Records from a data source
------------------------------------------------
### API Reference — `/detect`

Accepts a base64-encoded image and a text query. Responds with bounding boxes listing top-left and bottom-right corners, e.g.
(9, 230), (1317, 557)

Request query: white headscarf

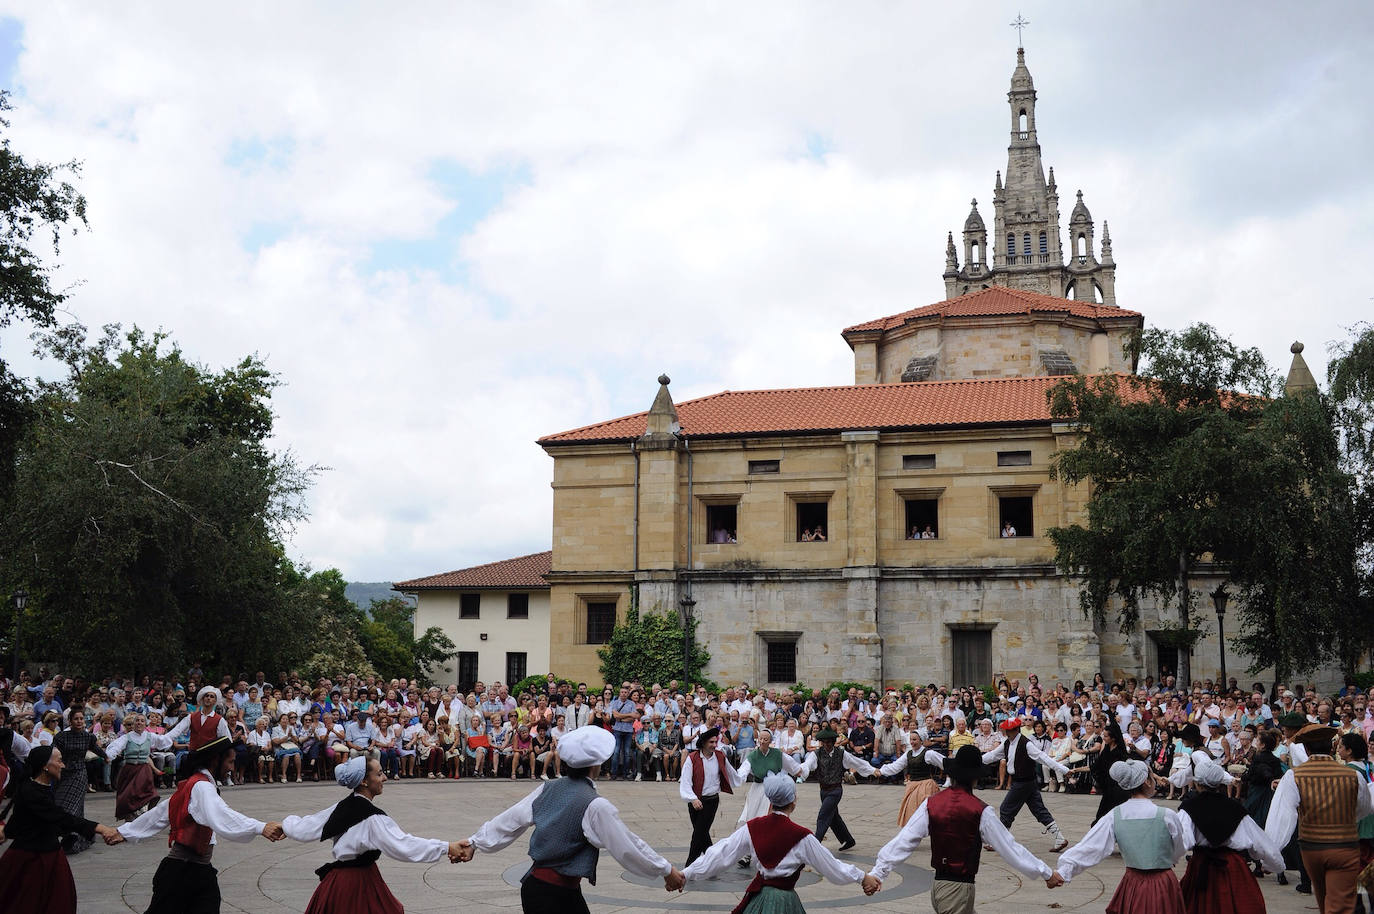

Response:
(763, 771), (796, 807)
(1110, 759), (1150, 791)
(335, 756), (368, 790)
------------------------------------------------
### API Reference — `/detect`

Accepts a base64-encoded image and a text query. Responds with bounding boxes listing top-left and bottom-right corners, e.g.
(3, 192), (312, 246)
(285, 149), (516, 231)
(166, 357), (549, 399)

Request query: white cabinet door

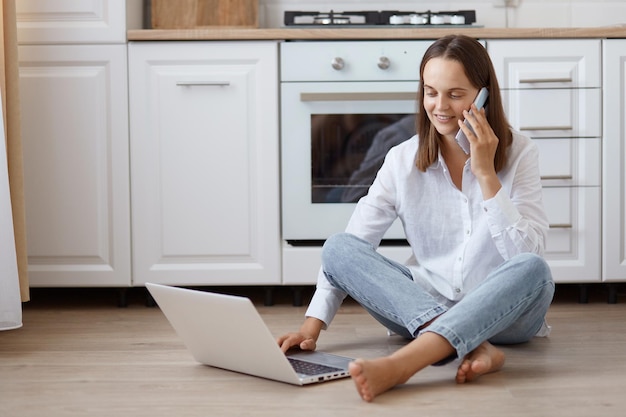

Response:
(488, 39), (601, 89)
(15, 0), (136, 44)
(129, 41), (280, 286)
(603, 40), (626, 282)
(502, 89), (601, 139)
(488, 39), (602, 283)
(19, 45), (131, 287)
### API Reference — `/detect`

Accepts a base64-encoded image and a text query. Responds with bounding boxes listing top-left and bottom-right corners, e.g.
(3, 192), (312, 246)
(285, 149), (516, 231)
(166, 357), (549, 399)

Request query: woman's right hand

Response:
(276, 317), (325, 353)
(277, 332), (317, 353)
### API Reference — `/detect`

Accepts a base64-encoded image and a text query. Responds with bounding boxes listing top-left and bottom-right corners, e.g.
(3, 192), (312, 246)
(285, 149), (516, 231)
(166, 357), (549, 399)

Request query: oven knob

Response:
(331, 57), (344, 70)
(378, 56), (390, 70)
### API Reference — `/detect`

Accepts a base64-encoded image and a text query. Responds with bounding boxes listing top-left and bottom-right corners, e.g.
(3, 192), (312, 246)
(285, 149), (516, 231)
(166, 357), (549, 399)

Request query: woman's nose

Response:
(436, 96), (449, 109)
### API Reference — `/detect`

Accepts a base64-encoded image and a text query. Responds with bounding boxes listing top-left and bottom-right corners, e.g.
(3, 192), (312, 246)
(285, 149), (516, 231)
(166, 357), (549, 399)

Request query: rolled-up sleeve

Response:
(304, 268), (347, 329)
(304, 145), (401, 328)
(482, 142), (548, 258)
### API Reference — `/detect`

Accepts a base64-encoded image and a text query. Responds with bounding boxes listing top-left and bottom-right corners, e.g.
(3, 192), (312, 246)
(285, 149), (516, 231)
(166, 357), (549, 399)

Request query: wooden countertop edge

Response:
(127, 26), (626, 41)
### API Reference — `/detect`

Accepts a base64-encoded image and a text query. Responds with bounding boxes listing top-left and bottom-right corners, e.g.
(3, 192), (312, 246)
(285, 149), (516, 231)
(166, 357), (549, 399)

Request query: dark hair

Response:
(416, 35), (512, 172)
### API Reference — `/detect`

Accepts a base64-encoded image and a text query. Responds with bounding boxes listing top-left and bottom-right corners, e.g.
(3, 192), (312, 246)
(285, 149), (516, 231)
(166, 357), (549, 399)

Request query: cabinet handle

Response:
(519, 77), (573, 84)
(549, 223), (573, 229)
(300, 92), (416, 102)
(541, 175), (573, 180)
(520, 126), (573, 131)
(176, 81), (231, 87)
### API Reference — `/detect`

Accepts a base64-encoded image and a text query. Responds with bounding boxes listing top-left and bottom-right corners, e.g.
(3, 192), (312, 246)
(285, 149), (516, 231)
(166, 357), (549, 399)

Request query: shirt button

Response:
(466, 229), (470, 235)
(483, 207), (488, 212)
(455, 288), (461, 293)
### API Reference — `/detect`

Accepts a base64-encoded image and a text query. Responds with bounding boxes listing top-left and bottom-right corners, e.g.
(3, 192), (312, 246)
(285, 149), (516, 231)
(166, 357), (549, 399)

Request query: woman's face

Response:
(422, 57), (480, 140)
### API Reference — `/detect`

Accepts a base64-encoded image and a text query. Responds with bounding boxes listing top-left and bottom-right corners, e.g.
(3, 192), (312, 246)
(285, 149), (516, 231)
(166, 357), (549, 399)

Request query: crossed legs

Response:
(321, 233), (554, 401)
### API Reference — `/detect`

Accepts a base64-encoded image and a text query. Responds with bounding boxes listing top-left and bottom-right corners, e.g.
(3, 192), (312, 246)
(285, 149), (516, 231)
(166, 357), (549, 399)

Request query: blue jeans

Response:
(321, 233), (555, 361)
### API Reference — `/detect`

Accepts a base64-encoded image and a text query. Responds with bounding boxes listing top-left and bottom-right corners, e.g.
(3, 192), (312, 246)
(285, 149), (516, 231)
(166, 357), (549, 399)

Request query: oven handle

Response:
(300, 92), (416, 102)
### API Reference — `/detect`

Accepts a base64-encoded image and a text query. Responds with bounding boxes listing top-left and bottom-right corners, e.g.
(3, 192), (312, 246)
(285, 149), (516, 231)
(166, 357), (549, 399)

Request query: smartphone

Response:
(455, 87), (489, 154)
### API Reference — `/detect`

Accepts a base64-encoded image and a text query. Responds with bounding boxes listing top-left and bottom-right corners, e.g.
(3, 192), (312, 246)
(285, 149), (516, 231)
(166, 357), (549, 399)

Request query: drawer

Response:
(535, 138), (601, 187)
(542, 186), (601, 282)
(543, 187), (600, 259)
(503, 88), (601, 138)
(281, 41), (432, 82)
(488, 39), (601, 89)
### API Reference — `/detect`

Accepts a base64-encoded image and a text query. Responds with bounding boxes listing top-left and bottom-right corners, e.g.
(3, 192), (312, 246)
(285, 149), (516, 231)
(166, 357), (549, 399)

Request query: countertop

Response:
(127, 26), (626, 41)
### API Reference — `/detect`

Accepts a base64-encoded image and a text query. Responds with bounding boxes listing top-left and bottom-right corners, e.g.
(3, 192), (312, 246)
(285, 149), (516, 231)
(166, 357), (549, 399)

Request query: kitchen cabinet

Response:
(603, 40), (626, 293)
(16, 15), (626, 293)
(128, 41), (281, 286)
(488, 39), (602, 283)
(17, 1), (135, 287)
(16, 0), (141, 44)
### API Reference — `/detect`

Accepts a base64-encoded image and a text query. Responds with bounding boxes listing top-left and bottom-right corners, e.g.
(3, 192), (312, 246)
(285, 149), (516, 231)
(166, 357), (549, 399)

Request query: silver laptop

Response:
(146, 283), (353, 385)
------------------------------------------------
**What the task asks:** Read the entries and select each line where the word "handle" is found.

**Reply to the exercise:**
Request query: cabinet handle
Request query: oven handle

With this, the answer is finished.